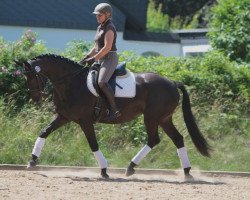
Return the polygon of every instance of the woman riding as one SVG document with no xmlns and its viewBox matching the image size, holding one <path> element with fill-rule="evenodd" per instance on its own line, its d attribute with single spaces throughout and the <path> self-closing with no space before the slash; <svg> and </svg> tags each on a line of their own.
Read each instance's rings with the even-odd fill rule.
<svg viewBox="0 0 250 200">
<path fill-rule="evenodd" d="M 107 3 L 100 3 L 95 7 L 93 14 L 96 15 L 99 26 L 95 35 L 95 46 L 90 52 L 80 61 L 80 64 L 92 65 L 98 61 L 100 63 L 100 72 L 98 85 L 105 94 L 111 111 L 109 118 L 111 120 L 121 115 L 115 103 L 113 90 L 108 81 L 113 75 L 118 64 L 118 56 L 116 53 L 116 29 L 111 21 L 112 7 Z"/>
</svg>

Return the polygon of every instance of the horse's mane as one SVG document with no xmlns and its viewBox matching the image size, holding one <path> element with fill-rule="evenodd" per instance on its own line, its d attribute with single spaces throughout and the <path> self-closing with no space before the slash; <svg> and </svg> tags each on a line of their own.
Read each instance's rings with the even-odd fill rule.
<svg viewBox="0 0 250 200">
<path fill-rule="evenodd" d="M 64 62 L 67 62 L 69 64 L 73 64 L 75 66 L 78 66 L 78 67 L 81 67 L 83 68 L 82 65 L 80 65 L 79 63 L 73 61 L 73 60 L 70 60 L 69 58 L 66 58 L 66 57 L 63 57 L 61 55 L 56 55 L 56 54 L 41 54 L 39 56 L 36 56 L 34 58 L 31 59 L 32 60 L 37 60 L 37 59 L 53 59 L 53 60 L 58 60 L 58 61 L 64 61 Z"/>
</svg>

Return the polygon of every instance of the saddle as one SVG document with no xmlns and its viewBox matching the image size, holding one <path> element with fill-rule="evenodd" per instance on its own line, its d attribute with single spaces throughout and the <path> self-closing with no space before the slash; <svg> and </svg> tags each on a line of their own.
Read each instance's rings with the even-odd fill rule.
<svg viewBox="0 0 250 200">
<path fill-rule="evenodd" d="M 101 119 L 101 112 L 103 110 L 102 107 L 108 108 L 109 106 L 109 104 L 106 102 L 105 95 L 98 86 L 99 69 L 100 64 L 96 63 L 92 65 L 87 76 L 88 89 L 93 95 L 98 97 L 94 110 L 96 121 Z M 115 97 L 133 98 L 135 96 L 135 77 L 132 72 L 126 69 L 125 62 L 122 62 L 116 67 L 112 77 L 109 80 L 109 85 L 111 86 Z M 106 115 L 108 114 L 109 109 L 106 109 Z"/>
</svg>

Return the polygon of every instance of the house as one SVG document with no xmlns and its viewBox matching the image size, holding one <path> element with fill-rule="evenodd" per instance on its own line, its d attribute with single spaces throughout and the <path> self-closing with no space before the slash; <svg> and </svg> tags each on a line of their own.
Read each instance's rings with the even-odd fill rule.
<svg viewBox="0 0 250 200">
<path fill-rule="evenodd" d="M 98 24 L 92 12 L 101 2 L 113 7 L 118 51 L 185 56 L 210 47 L 206 30 L 147 32 L 148 0 L 1 0 L 0 37 L 16 41 L 32 29 L 47 47 L 59 51 L 72 40 L 93 41 Z"/>
</svg>

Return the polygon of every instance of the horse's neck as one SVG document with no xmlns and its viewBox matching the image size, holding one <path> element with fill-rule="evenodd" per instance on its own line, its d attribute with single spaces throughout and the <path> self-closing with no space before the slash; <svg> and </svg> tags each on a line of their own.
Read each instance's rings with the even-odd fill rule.
<svg viewBox="0 0 250 200">
<path fill-rule="evenodd" d="M 43 64 L 43 69 L 52 83 L 69 79 L 77 70 L 79 70 L 77 67 L 71 66 L 67 63 Z"/>
</svg>

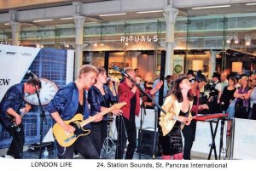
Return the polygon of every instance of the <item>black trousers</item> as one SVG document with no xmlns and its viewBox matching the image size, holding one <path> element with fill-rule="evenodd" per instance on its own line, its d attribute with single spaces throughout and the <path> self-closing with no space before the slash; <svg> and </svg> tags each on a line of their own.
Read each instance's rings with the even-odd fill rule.
<svg viewBox="0 0 256 171">
<path fill-rule="evenodd" d="M 10 146 L 7 151 L 7 154 L 12 156 L 15 159 L 22 157 L 23 145 L 25 142 L 24 128 L 22 123 L 19 125 L 20 130 L 16 127 L 9 127 L 7 131 L 13 137 Z"/>
<path fill-rule="evenodd" d="M 102 148 L 104 140 L 107 137 L 107 121 L 90 123 L 91 128 L 90 137 L 91 139 L 92 144 L 94 145 L 95 148 L 96 149 L 99 154 L 101 154 L 101 150 Z"/>
<path fill-rule="evenodd" d="M 57 143 L 57 152 L 60 159 L 72 159 L 74 151 L 79 152 L 85 159 L 100 158 L 99 153 L 88 135 L 80 136 L 74 144 L 68 147 L 62 147 Z"/>
<path fill-rule="evenodd" d="M 119 116 L 116 118 L 116 127 L 118 132 L 118 145 L 115 153 L 115 159 L 123 159 L 127 139 L 129 144 L 127 146 L 125 159 L 132 159 L 137 146 L 137 129 L 135 121 L 128 121 L 126 118 Z M 127 134 L 127 136 L 125 133 Z"/>
<path fill-rule="evenodd" d="M 183 159 L 191 160 L 190 152 L 195 141 L 196 121 L 192 120 L 189 125 L 185 125 L 182 132 L 184 137 Z"/>
</svg>

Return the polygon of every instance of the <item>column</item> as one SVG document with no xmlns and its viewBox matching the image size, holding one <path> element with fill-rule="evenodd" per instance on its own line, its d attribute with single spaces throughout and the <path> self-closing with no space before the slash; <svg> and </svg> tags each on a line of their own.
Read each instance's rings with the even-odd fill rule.
<svg viewBox="0 0 256 171">
<path fill-rule="evenodd" d="M 175 20 L 178 14 L 178 9 L 172 8 L 172 5 L 168 5 L 164 9 L 164 17 L 166 20 L 166 44 L 164 45 L 166 51 L 166 71 L 165 75 L 172 75 L 173 73 L 174 65 L 174 48 L 177 45 L 174 42 Z"/>
<path fill-rule="evenodd" d="M 20 23 L 11 21 L 10 26 L 12 27 L 12 44 L 14 46 L 19 46 Z"/>
<path fill-rule="evenodd" d="M 12 28 L 12 44 L 14 46 L 19 45 L 19 37 L 20 37 L 20 23 L 16 21 L 17 18 L 17 11 L 15 9 L 11 9 L 9 11 L 9 25 Z"/>
<path fill-rule="evenodd" d="M 209 78 L 212 76 L 213 72 L 216 71 L 216 55 L 218 51 L 211 50 L 210 51 L 210 60 L 209 60 Z"/>
<path fill-rule="evenodd" d="M 81 16 L 79 14 L 74 15 L 74 22 L 76 26 L 76 37 L 75 37 L 75 65 L 74 65 L 74 78 L 77 79 L 79 77 L 79 71 L 80 67 L 83 65 L 83 48 L 86 46 L 86 44 L 83 44 L 83 31 L 84 31 L 84 24 L 85 20 L 84 16 Z"/>
</svg>

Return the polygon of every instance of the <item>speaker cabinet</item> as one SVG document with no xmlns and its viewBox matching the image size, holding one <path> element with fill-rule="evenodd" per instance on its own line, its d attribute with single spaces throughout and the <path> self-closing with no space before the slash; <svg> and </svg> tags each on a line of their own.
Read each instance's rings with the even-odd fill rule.
<svg viewBox="0 0 256 171">
<path fill-rule="evenodd" d="M 142 134 L 142 142 L 140 142 Z M 137 147 L 137 152 L 142 154 L 153 155 L 154 147 L 154 131 L 152 130 L 142 130 L 138 134 L 138 145 Z M 155 141 L 155 151 L 158 151 L 158 133 L 156 133 Z"/>
</svg>

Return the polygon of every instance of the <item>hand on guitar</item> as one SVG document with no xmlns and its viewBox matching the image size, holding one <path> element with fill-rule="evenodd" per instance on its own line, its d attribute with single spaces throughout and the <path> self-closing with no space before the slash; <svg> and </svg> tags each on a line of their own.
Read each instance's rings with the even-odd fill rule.
<svg viewBox="0 0 256 171">
<path fill-rule="evenodd" d="M 209 109 L 209 106 L 207 104 L 201 105 L 198 106 L 199 110 Z"/>
<path fill-rule="evenodd" d="M 177 120 L 181 122 L 181 123 L 184 123 L 185 125 L 189 125 L 190 124 L 190 121 L 188 117 L 183 117 L 183 116 L 177 116 Z"/>
<path fill-rule="evenodd" d="M 20 115 L 15 115 L 15 123 L 16 125 L 20 125 L 21 123 L 21 117 Z"/>
<path fill-rule="evenodd" d="M 93 121 L 95 123 L 98 123 L 98 122 L 102 121 L 102 118 L 103 118 L 103 116 L 102 114 L 100 114 L 100 113 L 96 114 L 95 117 L 96 117 L 96 118 Z"/>
<path fill-rule="evenodd" d="M 123 111 L 120 109 L 114 109 L 112 111 L 112 113 L 115 116 L 120 116 L 123 114 Z"/>
<path fill-rule="evenodd" d="M 66 124 L 66 123 L 63 125 L 62 128 L 65 130 L 65 132 L 70 133 L 70 134 L 73 133 L 76 130 L 75 128 L 73 128 L 71 125 Z"/>
</svg>

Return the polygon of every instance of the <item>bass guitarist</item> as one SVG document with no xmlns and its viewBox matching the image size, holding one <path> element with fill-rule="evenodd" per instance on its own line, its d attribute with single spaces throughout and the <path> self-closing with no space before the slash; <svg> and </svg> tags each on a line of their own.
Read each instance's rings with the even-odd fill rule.
<svg viewBox="0 0 256 171">
<path fill-rule="evenodd" d="M 48 105 L 47 110 L 54 121 L 56 122 L 67 134 L 73 134 L 75 128 L 64 121 L 69 120 L 76 114 L 89 117 L 89 107 L 85 90 L 95 83 L 98 71 L 91 65 L 83 66 L 79 73 L 79 78 L 61 88 Z M 98 116 L 97 121 L 102 119 Z M 85 125 L 89 128 L 90 125 Z M 97 159 L 99 154 L 91 142 L 90 136 L 80 136 L 70 146 L 61 146 L 57 142 L 58 157 L 61 159 L 72 159 L 73 152 L 79 152 L 86 159 Z"/>
<path fill-rule="evenodd" d="M 13 137 L 7 155 L 14 158 L 21 158 L 25 141 L 20 114 L 27 113 L 31 108 L 29 105 L 25 107 L 24 94 L 34 94 L 40 88 L 40 80 L 30 78 L 24 83 L 10 87 L 0 103 L 0 123 Z"/>
</svg>

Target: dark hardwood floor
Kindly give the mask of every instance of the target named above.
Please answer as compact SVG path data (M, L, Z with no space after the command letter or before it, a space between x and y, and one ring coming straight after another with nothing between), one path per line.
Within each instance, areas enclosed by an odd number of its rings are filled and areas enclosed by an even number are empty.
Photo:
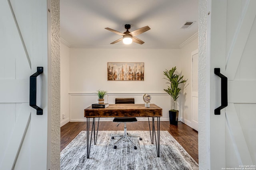
M150 125L152 124L150 123ZM96 123L97 125L97 123ZM100 121L99 131L122 131L124 126L112 121ZM149 130L148 121L139 121L127 124L128 131ZM81 131L86 130L86 122L69 122L60 128L60 150L62 150ZM183 123L178 125L170 124L168 121L161 121L161 131L167 131L198 162L198 132Z

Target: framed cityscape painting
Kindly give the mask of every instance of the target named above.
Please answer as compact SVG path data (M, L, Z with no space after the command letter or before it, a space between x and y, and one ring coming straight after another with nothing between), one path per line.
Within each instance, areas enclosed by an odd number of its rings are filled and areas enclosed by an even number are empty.
M144 63L108 63L108 80L144 81Z

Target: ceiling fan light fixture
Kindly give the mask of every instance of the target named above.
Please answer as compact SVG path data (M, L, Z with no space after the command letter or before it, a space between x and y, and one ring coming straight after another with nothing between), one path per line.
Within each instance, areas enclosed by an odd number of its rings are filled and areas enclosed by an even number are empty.
M130 34L123 36L123 43L124 44L131 44L132 42L132 36Z
M132 39L130 37L125 37L123 38L123 43L124 44L131 44L132 42Z

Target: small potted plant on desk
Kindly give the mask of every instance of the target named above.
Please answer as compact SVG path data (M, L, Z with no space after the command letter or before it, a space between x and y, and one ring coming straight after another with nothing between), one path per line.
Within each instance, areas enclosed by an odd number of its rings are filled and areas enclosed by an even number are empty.
M178 87L179 84L183 83L186 80L182 80L183 76L180 77L180 75L174 74L176 70L176 67L168 70L166 69L164 71L164 74L166 78L164 78L168 80L170 84L170 86L168 86L167 89L164 89L171 97L172 100L171 100L171 109L169 111L169 117L170 118L170 124L178 125L178 120L179 117L179 111L177 110L177 99L179 97L180 93L181 88Z
M99 104L104 104L104 96L107 94L108 92L105 90L98 90L96 93L98 95L98 103Z

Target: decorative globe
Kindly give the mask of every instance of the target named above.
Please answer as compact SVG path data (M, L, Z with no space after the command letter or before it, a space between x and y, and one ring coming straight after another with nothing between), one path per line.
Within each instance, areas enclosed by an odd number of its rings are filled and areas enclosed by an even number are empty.
M143 100L146 103L145 104L145 107L150 107L149 103L151 100L151 96L149 94L145 94L143 96Z

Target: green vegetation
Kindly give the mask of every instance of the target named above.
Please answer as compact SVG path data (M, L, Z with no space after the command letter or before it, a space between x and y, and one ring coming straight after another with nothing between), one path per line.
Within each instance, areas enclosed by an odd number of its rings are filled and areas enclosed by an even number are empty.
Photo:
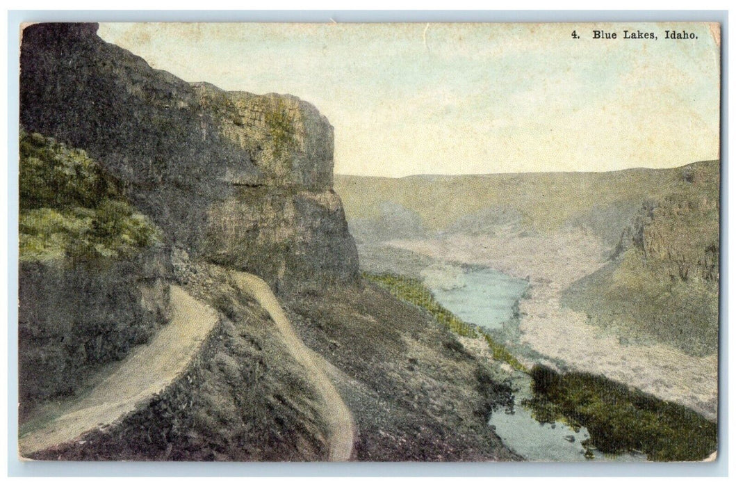
M155 241L85 151L21 131L20 153L21 262L128 257Z
M524 365L512 355L503 345L497 343L487 333L478 326L465 323L438 303L431 291L427 289L421 281L390 273L372 274L364 272L363 277L386 289L401 301L425 309L438 323L461 337L475 338L478 335L482 336L491 348L493 358L505 362L517 370L526 371Z
M638 451L654 461L699 460L715 450L718 427L694 411L602 376L531 370L535 417L584 426L604 453Z
M717 162L681 168L676 190L640 210L618 258L573 283L562 304L630 339L716 352L718 169Z
M607 231L612 220L626 217L620 221L626 224L628 209L635 210L642 201L657 199L684 186L678 171L637 169L399 178L336 175L335 191L342 198L348 221L380 219L381 205L390 201L416 212L431 231L446 230L464 216L477 215L482 223L484 210L504 209L518 212L521 229L542 233L570 221L594 218L603 211L604 217L595 228ZM428 195L432 195L432 204L427 204Z
M274 144L274 155L277 157L289 149L293 141L294 127L291 118L286 111L286 105L277 99L276 106L273 110L266 111L265 113L266 126Z

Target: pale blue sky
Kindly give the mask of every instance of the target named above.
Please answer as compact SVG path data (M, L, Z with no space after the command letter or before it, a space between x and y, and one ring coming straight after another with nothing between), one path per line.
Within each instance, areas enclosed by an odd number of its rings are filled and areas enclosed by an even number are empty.
M659 38L595 41L593 29ZM664 38L683 29L698 38ZM99 34L187 81L313 103L335 127L339 173L718 157L720 60L707 24L105 24Z

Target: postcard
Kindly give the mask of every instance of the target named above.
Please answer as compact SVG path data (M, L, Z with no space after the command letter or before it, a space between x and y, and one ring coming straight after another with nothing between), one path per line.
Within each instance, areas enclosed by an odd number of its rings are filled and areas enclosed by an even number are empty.
M21 38L21 458L716 458L718 24Z

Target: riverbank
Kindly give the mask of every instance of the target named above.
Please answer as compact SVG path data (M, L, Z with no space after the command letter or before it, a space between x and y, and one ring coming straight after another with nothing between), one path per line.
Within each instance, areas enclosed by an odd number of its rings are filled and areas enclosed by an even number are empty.
M528 278L530 288L519 306L523 344L571 369L604 375L716 418L717 354L693 357L666 344L637 341L620 330L593 326L584 315L561 306L562 292L571 283L606 264L609 249L594 236L575 229L545 236L453 234L385 245L408 250L417 259L453 256Z

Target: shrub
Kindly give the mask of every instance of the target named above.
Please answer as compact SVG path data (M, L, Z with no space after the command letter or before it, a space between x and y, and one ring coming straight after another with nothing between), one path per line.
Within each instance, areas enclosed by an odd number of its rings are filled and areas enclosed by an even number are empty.
M83 150L21 133L21 261L129 257L157 239L112 178Z

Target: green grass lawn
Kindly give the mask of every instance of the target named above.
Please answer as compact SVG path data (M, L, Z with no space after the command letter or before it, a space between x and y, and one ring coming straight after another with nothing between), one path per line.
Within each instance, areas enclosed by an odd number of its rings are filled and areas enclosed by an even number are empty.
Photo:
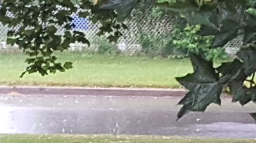
M109 56L82 52L58 53L59 61L74 68L45 77L38 73L19 76L26 64L19 53L0 53L0 84L101 87L178 88L175 77L192 71L188 59Z
M252 138L110 135L2 135L1 143L239 143L256 142Z

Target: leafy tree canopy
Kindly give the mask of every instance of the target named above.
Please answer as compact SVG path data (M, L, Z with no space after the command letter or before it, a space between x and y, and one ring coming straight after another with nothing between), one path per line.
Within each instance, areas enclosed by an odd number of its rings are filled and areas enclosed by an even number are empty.
M2 0L0 21L10 27L18 24L17 31L8 32L7 42L16 44L29 55L26 71L42 75L64 71L72 63L56 63L54 51L63 51L75 41L90 45L83 33L72 30L71 15L78 12L94 22L100 21L99 34L110 34L116 41L122 36L119 30L127 27L122 21L135 7L156 5L169 15L182 17L190 25L201 25L199 34L212 36L211 48L223 47L228 41L242 35L243 45L231 62L213 67L212 61L196 50L190 57L194 72L177 80L189 92L180 101L180 118L190 111L204 111L211 103L221 104L223 89L233 96L233 101L244 105L256 101L256 10L255 1L247 0ZM9 14L11 14L10 16ZM62 35L56 34L56 26L65 24ZM202 47L200 47L202 49ZM246 82L248 83L246 84Z

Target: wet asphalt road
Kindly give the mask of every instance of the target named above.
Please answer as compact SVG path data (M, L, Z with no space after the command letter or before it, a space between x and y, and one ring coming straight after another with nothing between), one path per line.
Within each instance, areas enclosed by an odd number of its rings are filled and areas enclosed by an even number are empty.
M256 112L223 98L176 121L180 97L0 95L0 133L129 134L256 137Z

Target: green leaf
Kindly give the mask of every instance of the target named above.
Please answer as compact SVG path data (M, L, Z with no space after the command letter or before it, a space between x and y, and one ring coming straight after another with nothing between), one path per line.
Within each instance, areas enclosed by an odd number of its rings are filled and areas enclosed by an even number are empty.
M72 63L70 62L66 62L63 66L66 69L72 69L73 68Z
M178 119L189 111L203 111L211 103L221 104L220 96L224 84L219 82L212 63L195 55L191 55L190 59L194 72L176 78L180 83L189 90L179 103L183 106L178 113Z

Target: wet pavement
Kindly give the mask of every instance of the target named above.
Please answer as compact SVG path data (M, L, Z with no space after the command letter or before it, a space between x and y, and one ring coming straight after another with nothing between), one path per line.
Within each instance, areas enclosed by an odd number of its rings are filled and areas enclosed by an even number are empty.
M256 112L222 99L178 121L178 97L0 95L0 133L129 134L256 137Z

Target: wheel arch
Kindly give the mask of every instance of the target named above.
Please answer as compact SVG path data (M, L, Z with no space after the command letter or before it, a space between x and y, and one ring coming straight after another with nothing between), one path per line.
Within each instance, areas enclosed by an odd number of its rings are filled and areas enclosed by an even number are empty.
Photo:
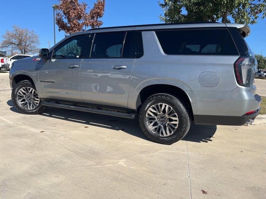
____
__Aim of the exercise__.
Render the records as a JSON list of strings, one string per line, beginning at the line that contains "Return the polygon of every instance of the <item>bass" and stopping after the line that contains "M144 63L108 63L108 80L144 81Z". Omit blank lines and leave out the pictures.

__Solution below__.
[
  "Return the polygon of every instance of the <item>bass guitarist</item> as one SVG document with no xmlns and its viewBox matching the image size, holding one <path> element with fill-rule=\"evenodd\" per instance on its own line, its d attribute with single spaces throughout and the <path> self-closing with no space before the slash; <svg> and </svg> tags each on a line of their own.",
  "Read each instance's rings with the even-odd fill rule.",
  "<svg viewBox=\"0 0 256 171\">",
  "<path fill-rule=\"evenodd\" d=\"M 48 105 L 47 110 L 54 121 L 56 122 L 67 134 L 73 134 L 75 128 L 64 121 L 69 120 L 76 114 L 89 117 L 89 107 L 85 90 L 95 83 L 98 71 L 91 65 L 83 66 L 79 73 L 79 78 L 61 88 Z M 98 116 L 97 121 L 102 119 Z M 85 125 L 89 128 L 90 125 Z M 97 159 L 99 154 L 91 142 L 90 136 L 80 136 L 70 146 L 61 146 L 57 142 L 58 157 L 61 159 L 72 159 L 73 152 L 79 152 L 86 159 Z\"/>",
  "<path fill-rule=\"evenodd\" d=\"M 13 137 L 7 155 L 14 158 L 21 158 L 25 141 L 20 114 L 27 113 L 31 108 L 29 105 L 25 107 L 24 94 L 34 94 L 40 88 L 40 80 L 30 78 L 24 83 L 10 87 L 0 103 L 0 123 Z\"/>",
  "</svg>",
  "Target: dark hardwood floor",
  "Kindly give the mask of every instance of the target named above.",
  "Please answer as compact SVG path data (M, L, Z with no space after the command letter or before it, a space between x and y, and one ring coming straight after another with nothing between), one path per line.",
  "Within each instance, areas enclosed by an odd number of its rings are filled and areas enclosed by an even number are empty.",
  "Photo:",
  "M150 125L152 124L150 123ZM96 123L97 125L97 123ZM100 121L99 131L122 131L124 126L112 121ZM149 130L148 121L139 121L127 124L128 131ZM81 131L86 130L86 122L69 122L60 128L60 150L62 150ZM183 123L178 125L170 124L168 121L161 121L161 131L167 131L198 162L198 132Z",
  "Target: framed cityscape painting",
  "Kindly give the mask of every instance of the target named above.",
  "Please answer as compact SVG path data (M, L, Z with no space after the command letter or before it, a space between x and y, and one ring coming straight after another with nothing between), one path per line.",
  "Within each instance, areas enclosed by an odd number of its rings are filled and areas enclosed by an even number are empty.",
  "M144 63L108 63L108 80L144 81Z"
]